Requirement: Copy out all of the entries below without changing a single line.

[A block of data]
------------------------------

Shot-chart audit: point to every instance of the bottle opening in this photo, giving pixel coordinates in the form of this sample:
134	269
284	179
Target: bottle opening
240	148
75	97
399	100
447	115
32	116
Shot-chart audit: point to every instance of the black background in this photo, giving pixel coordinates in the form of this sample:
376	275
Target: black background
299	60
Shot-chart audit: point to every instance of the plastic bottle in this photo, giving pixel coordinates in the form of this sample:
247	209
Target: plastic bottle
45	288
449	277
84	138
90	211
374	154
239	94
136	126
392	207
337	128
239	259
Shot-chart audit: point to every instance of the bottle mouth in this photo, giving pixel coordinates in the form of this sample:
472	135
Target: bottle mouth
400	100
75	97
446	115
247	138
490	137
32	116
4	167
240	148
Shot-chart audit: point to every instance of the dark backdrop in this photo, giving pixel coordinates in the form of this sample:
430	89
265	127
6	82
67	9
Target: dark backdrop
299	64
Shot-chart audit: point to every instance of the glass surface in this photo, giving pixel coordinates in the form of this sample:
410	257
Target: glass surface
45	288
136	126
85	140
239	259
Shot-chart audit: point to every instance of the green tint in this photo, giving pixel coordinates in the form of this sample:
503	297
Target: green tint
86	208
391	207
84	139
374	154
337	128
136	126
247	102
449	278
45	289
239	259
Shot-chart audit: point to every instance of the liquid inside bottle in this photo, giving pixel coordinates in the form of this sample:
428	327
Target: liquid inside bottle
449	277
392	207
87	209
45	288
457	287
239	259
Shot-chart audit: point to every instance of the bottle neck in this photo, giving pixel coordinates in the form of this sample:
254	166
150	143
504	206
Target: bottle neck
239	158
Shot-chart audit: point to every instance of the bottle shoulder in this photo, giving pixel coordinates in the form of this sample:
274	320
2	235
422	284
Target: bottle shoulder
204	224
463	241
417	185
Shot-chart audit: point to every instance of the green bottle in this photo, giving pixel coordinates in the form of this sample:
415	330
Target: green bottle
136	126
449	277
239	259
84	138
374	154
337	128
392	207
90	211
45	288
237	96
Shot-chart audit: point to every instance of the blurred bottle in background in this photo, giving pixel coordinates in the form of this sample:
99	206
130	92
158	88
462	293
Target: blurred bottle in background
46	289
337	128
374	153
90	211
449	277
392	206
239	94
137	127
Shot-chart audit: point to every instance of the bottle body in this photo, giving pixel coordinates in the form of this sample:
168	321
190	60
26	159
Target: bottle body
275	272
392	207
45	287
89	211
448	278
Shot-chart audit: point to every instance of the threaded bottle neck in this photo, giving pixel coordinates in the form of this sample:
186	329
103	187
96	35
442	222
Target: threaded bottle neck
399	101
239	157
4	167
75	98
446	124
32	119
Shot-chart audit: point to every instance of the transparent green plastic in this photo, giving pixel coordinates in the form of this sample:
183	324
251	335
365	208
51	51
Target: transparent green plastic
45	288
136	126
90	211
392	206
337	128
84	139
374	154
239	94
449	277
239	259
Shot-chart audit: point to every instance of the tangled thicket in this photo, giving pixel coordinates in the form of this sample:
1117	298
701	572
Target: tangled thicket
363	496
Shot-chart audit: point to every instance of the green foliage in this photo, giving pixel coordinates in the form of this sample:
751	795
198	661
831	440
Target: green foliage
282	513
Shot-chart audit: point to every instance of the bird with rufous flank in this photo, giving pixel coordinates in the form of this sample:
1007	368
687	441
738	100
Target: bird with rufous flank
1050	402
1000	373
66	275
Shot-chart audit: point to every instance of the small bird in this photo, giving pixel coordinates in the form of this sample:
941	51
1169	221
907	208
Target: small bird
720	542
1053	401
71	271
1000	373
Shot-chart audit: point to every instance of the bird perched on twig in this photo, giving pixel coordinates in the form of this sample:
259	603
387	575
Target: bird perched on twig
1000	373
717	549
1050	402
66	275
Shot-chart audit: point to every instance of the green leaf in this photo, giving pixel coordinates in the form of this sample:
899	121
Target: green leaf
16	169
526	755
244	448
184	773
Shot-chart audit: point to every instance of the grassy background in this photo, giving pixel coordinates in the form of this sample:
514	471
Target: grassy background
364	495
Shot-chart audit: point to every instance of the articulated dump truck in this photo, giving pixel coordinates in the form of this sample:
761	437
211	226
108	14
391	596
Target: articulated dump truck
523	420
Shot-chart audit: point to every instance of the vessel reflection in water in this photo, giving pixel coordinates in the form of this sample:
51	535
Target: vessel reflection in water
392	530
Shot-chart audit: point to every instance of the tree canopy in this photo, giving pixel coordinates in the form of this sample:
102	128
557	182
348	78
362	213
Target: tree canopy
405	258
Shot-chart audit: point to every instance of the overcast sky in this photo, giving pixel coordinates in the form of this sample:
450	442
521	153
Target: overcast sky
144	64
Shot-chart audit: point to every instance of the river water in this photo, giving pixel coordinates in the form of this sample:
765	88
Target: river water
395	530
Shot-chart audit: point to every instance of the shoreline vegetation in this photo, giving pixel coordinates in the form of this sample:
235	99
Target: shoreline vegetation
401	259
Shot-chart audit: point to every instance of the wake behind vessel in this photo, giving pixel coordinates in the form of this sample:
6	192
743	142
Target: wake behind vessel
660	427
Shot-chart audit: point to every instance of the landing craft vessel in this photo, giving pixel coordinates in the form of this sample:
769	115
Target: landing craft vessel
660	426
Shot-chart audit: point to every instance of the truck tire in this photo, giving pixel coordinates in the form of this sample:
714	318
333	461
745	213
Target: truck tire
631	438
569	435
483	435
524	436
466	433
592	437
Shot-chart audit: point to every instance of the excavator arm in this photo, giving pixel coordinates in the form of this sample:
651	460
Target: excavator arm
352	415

------------------------------

Exercise solution:
Shot-chart audit: point to every instance of the bottle opening in this photo, giving pixel coordinates in the form of this sample:
134	269
284	179
Target: bottle opening
240	148
75	97
399	100
447	115
32	116
Shot-chart audit: point to every instance of the black background in this photo, giving pixel coordinates in the form of this sample:
376	275
Target: black background
299	60
Shot-chart audit: point to every instance of the plastic bottle in this photo, giving pixel coordinates in the form of this sample:
247	209
Target: plastic bottle
45	288
449	277
84	138
90	211
374	154
239	94
136	126
392	207
337	128
239	259
Shot-chart audit: point to every instance of the bottle mouth in this photo, giving pixel coordinates in the form of this sample:
472	135
Target: bottle mouth
400	100
75	97
446	115
247	138
490	137
32	116
4	167
240	148
Shot-chart audit: point to every instance of the dark backdrop in this photo, giving pixel coordinates in the form of this sample:
430	89
265	127
6	82
67	9
Target: dark backdrop
299	64
Shot-chart audit: point to every instance of the glass surface in this photo, giving pixel coordinates in the form of this sample:
410	257
Target: glass surface
45	288
136	126
85	140
239	259
Shot-chart audit: point to every instance of the green tint in this photo, giving pixel coordinates in the form of this sample:
503	297
Target: green tint
86	208
391	207
84	139
374	154
337	128
136	126
247	102
449	278
45	289
239	259
Shot-chart audit: point to every instance of the liquid inside bottle in this photo, giving pixel coordinates in the form of this sample:
428	327
Target: liquid inside bottle
449	277
392	207
87	209
45	288
457	287
239	259
Shot-chart audit: point to every instance of the bottle neck in this photo, giving pixel coordinates in the form of this sample:
254	166
150	143
504	206
Target: bottle neck
239	158
Shot-chart audit: point to every instance of the bottle shoulder in this photo, giving pixel coordinates in the form of this sample:
274	320
2	235
422	284
Target: bottle shoulder
204	224
463	241
417	185
Shot-chart audit: point to every instance of the green bottle in this photo, giving pixel coordinates in the form of this sample:
415	330
Target: green bottle
136	126
449	277
239	259
84	138
374	154
337	128
392	207
90	211
45	288
237	96
Shot-chart audit: point to every instance of the blurred bottle in background in this photo, giving pixel coordinates in the form of this sample:
99	206
130	92
158	88
462	293
Target: blurred bottle in background
46	289
337	128
374	153
90	211
449	277
392	206
239	94
137	127
Shot-chart audit: point to every instance of the bottle body in this photo, giving pixel coordinates in the form of this sample:
168	321
190	60
26	159
Target: bottle body
275	272
392	207
45	287
89	211
448	278
Shot-chart audit: point to every instance of the threaded bottle neck in this photo, giving pixel coordinates in the form of this sample:
186	329
103	187
96	35
442	222
Target: threaded bottle neck
399	101
239	157
4	167
75	98
446	124
32	119
Shot-chart audit: point to every instance of the transparent green plastic in this photo, giving pixel coordinates in the form of this sample:
183	324
251	335
365	208
51	51
Target: transparent green plastic
45	288
136	126
90	211
392	206
337	128
84	139
374	154
239	94
449	277
239	259
Shot-chart audit: point to every instance of the tangled thicket in this photo, giving pixel coordinates in the form of this sample:
1117	298
701	572
Target: tangled thicket
363	496
Shot-chart audit: point to every instance of the green foliage in this photo, giving pixel coordinates in the form of this sample:
751	795
198	661
831	440
Target: green foliage
282	513
Shot-chart audit: point to every instance of the bird with rufous flank in this photo, giving pixel coordinates in the form of this sample:
1007	368
687	441
738	100
Target: bird with rufous flank
1050	402
1000	373
66	275
Shot-chart audit: point to every instance of the small bird in this photo, giving pixel coordinates in the form of this sample:
941	51
1169	221
907	208
Target: small bird
720	542
1053	401
71	271
1000	373
Shot-chart audit: point to every instance of the bird perched on twig in this photo, giving pixel coordinates in the form of this sample:
259	603
387	575
Target: bird perched on twig
1000	373
717	549
1050	402
66	275
Shot-chart audit: point to every instance of the green leaf in this photo, giving pixel coordinates in the form of this sample:
899	121
Target: green leaf
16	169
526	755
244	448
184	773
Shot-chart audit: point to every instance of the grassy background in this photo, giving pixel coordinates in the form of this sample:
514	471
Target: grassy background
364	495
Shot-chart audit: point to every instance of the articulated dump truck in this photo, giving pixel coordinates in the form of this sample:
761	437
211	226
108	14
391	596
Target: articulated dump truck
523	420
Shot-chart audit: point to every instance of the vessel reflection in water in this photo, giving pixel coordinates in the form of this sample:
51	535
Target: vessel reflection in water
392	530
Shot-chart audit: point to every instance of the tree canopy in this photo, giving pixel coordinates in the form of this sample:
102	128
557	182
348	78
362	213
Target: tree canopy
405	258
Shot-chart audit: point to every instance of the overcast sky in this photo, giving pixel coordinates in the form of this sample:
450	442
521	153
Target: overcast sky
144	64
Shot-chart audit: point to every instance of the river water in this photo, giving pixel coordinates in the form of this sample:
765	88
Target: river water
395	530
Shot-chart audit: point to every instance of the shoreline vegetation in this photo, giving pixel coordinates in the form of this sample:
235	99
Target: shoreline vegetation
401	259
Shot-chart audit: point to every instance of the wake behind vessel in this photo, giving pixel coordinates in the form of this sample:
6	192
743	142
Target: wake behind vessel
660	427
Shot-chart audit: point to every instance of the landing craft vessel in this photo, giving pixel coordinates in the form of this sample:
769	115
Target: landing craft vessel
660	426
Shot-chart audit: point to every instance of the truck tire in this photo, giving pixel coordinates in the form of this sample:
714	318
333	461
745	213
Target: truck tire
631	438
569	435
483	435
524	436
466	433
592	437
Shot-chart audit: point to every instance of the excavator arm in this photo, giving pixel coordinates in the form of this sample:
651	460
Target: excavator arm
352	415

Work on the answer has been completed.